[Instructions for the task]: Please return the lines of the data below, word for word, from the first line through the line containing "Every instance of the blue water".

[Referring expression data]
Start of Block

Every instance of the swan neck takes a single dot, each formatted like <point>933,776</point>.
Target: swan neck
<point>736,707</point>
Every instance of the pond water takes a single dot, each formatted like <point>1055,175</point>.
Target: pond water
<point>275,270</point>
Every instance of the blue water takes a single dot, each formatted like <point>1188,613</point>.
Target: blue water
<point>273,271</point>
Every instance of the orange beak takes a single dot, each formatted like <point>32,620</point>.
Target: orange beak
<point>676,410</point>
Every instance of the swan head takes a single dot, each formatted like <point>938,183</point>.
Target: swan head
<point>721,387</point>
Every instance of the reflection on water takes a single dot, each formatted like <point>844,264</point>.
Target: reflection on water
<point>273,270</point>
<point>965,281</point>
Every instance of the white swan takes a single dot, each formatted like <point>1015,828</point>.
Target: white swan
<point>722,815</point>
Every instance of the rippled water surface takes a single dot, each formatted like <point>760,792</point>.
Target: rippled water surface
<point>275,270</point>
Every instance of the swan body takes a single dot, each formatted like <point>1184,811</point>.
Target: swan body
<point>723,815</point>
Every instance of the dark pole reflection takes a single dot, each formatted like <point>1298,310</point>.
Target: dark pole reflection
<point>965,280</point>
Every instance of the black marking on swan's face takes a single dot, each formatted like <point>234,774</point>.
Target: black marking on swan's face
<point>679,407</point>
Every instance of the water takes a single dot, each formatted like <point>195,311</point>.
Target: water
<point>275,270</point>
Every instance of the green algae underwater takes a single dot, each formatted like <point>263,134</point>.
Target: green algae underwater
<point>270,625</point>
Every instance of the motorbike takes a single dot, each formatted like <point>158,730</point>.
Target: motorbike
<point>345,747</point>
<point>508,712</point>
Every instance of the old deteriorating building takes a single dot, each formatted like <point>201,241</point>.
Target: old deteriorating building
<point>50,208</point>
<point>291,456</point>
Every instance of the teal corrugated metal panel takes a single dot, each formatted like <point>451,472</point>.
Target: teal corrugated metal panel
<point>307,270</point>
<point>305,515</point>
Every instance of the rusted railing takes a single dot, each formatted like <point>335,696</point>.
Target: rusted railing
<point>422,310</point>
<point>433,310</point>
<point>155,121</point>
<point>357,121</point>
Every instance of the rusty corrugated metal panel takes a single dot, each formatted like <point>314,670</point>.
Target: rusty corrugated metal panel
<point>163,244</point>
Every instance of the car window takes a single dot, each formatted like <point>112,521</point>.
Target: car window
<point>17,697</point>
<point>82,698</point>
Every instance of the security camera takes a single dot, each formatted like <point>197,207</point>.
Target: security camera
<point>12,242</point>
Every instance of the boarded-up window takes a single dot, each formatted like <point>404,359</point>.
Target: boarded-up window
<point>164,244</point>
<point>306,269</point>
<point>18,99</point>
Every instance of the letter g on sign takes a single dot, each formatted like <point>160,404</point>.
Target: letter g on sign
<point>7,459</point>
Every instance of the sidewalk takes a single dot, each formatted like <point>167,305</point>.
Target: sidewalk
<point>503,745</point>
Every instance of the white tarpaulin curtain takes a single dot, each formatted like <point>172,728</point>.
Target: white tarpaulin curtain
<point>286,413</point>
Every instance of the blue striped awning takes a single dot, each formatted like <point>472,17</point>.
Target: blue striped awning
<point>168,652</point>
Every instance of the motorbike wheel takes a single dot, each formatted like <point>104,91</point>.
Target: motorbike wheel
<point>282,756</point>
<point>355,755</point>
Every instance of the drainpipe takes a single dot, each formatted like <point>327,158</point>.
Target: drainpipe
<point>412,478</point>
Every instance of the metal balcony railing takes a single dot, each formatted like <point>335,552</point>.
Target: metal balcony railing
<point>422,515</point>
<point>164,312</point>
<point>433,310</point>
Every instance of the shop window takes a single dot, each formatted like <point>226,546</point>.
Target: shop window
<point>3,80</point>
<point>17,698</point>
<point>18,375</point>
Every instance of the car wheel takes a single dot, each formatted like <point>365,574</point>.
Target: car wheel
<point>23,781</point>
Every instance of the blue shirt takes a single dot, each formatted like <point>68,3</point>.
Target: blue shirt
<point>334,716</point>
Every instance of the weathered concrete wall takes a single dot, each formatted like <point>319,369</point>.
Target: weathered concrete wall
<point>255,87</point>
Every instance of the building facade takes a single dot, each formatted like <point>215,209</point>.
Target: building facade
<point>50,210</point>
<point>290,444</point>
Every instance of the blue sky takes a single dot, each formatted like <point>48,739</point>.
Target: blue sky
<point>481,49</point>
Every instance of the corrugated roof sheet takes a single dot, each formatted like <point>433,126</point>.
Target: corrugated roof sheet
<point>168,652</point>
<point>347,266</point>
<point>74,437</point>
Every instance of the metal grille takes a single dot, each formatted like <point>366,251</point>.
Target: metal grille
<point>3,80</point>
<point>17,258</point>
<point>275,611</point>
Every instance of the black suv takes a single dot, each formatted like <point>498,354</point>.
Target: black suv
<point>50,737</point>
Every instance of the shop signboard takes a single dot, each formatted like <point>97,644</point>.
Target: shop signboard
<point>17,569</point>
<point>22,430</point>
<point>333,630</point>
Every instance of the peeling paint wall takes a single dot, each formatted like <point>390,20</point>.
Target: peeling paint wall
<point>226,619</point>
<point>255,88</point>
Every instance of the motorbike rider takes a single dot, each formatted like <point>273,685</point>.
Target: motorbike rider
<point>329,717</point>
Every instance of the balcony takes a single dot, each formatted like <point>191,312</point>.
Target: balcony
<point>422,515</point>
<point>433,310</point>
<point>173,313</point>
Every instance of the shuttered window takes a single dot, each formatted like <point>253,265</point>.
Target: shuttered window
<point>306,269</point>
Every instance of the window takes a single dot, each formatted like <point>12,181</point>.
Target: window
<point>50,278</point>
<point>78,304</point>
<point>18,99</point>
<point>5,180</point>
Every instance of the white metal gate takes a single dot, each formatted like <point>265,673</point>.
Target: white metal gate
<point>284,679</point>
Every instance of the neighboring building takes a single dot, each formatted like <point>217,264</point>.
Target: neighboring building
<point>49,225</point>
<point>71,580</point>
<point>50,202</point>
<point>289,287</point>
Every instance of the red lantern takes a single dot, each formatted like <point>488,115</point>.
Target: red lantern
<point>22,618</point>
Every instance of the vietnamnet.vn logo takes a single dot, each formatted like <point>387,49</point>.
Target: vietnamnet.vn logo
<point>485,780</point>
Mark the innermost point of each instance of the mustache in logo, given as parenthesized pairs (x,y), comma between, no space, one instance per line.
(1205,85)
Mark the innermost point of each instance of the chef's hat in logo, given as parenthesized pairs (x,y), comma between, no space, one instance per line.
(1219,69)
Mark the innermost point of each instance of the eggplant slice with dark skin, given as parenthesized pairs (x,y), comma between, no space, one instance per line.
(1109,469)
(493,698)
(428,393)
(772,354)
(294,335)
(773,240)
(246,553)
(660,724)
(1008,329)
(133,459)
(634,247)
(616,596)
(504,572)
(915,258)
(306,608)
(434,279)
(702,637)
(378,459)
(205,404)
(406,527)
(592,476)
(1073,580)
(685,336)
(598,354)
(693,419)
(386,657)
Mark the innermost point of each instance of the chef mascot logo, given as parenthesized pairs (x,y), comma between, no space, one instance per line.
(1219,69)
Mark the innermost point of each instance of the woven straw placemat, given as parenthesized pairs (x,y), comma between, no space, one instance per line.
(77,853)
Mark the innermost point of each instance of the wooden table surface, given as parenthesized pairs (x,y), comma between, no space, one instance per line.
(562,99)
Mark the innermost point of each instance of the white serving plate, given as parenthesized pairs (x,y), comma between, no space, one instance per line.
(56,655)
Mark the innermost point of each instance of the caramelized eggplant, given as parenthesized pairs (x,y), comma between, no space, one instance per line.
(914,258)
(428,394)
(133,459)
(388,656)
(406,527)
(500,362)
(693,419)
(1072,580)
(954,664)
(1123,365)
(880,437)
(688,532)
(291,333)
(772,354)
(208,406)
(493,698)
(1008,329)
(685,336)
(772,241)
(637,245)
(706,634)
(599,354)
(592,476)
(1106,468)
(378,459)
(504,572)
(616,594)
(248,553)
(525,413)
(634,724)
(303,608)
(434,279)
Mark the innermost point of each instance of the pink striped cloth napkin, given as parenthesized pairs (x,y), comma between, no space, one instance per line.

End of Block

[Solution for this problem]:
Every instance of the swan neck takes a single dot, each formatted like <point>933,776</point>.
Target: swan neck
<point>736,707</point>
Every instance of the pond water takes a single dot, each formatted like <point>1055,175</point>.
Target: pond water
<point>275,270</point>
Every instance of the blue water takes a single dot, each formatted like <point>1188,613</point>.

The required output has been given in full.